A block of data:
##########

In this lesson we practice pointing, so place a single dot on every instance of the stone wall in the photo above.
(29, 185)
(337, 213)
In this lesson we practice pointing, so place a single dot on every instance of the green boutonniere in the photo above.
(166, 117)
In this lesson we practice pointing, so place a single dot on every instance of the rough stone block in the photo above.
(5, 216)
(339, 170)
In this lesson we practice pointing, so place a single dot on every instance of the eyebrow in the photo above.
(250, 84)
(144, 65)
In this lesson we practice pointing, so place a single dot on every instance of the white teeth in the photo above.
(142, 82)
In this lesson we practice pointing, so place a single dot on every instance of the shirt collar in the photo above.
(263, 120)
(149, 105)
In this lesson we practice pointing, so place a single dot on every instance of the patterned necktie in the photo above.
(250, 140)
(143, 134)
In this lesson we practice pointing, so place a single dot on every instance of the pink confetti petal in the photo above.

##########

▶ WORK TO BE COMPLETED: Please repeat all of the data above line for line, keeping every word and number unchanged.

▶ REPLY TO THE EXERCISE:
In this lesson we practice pointing, so place a single dot on every instance of the stone wall in the photo above.
(29, 185)
(337, 213)
In this lesson we practice pointing, so place a single dot on every instance of the green boutonniere in the photo above.
(166, 117)
In this lesson we practice pointing, so place a single dot on every instance of the rough stone block in the photo above.
(5, 216)
(339, 170)
In this lesson we practice pointing, so place a single dot on every instance of the eyebrow in the photo above.
(250, 84)
(144, 65)
In this lesson we practice pointing, so place a single dot on every instance of the white teeth in the photo above.
(142, 82)
In this lesson we practice pointing, so place a single dot on every instance of the shirt collar in the photo above.
(263, 120)
(149, 105)
In this lesson we practice pointing, so place a single dot on every instance of the patterned necktie in the photo above.
(250, 140)
(143, 134)
In this lesson we practice pointing, so place a single dot on every instance of the pink confetti petal in the photo above.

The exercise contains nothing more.